> **Request**: Print the lines of the records below verbatim, from the line with "For practice, label the person's arm" through the end of the records, and leave the pictures out.

> **Available records**:
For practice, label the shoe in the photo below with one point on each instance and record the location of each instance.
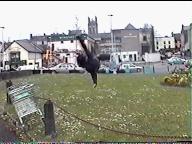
(94, 86)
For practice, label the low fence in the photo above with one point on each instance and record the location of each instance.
(14, 74)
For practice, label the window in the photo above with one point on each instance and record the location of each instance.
(144, 38)
(53, 46)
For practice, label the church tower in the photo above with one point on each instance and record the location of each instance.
(92, 26)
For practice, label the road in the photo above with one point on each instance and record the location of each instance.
(5, 134)
(161, 68)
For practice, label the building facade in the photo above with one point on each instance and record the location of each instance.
(166, 43)
(185, 31)
(177, 37)
(22, 52)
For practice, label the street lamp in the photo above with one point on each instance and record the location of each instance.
(3, 47)
(111, 33)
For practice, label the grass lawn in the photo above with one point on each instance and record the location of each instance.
(125, 102)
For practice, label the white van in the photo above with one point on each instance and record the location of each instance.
(27, 67)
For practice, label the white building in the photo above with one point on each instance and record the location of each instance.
(164, 43)
(130, 56)
(22, 52)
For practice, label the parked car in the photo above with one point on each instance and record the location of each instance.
(103, 69)
(188, 63)
(175, 60)
(129, 67)
(27, 67)
(1, 69)
(67, 68)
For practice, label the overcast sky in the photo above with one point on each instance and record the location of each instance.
(22, 18)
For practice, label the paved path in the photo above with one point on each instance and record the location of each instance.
(5, 134)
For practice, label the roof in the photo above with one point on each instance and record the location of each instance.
(28, 46)
(177, 36)
(74, 32)
(130, 26)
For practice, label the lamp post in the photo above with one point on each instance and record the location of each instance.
(111, 33)
(3, 47)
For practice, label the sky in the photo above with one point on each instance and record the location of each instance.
(21, 18)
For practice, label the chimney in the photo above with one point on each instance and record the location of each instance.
(31, 36)
(88, 20)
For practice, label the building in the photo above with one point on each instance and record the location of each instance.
(124, 40)
(65, 47)
(185, 30)
(22, 52)
(164, 43)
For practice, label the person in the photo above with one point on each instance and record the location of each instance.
(89, 61)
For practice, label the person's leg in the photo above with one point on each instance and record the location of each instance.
(94, 78)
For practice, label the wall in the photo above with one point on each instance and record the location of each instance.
(71, 46)
(24, 55)
(161, 40)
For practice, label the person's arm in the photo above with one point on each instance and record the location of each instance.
(88, 53)
(94, 78)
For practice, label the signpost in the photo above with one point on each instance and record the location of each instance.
(23, 101)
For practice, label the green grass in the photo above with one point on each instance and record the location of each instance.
(130, 103)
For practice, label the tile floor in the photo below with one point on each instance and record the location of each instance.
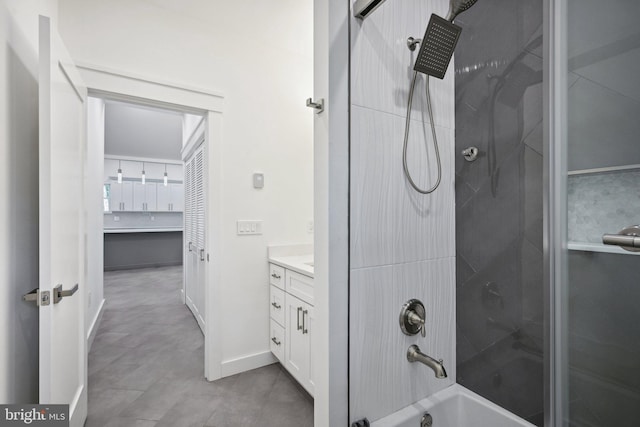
(146, 366)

> **Correct response**:
For practice, label the person's arm in the photo above with one point on each instance and record the location of each instance.
(88, 53)
(94, 78)
For practice, label the signpost in the photo above with one point on each instance and record the location of each instance.
(23, 101)
For practice, label the green grass in the photo above with one point on each instance and record the location of each instance.
(130, 103)
For practice, label the tile floor in the photo below with one point on each instance and record the location of each instance.
(146, 366)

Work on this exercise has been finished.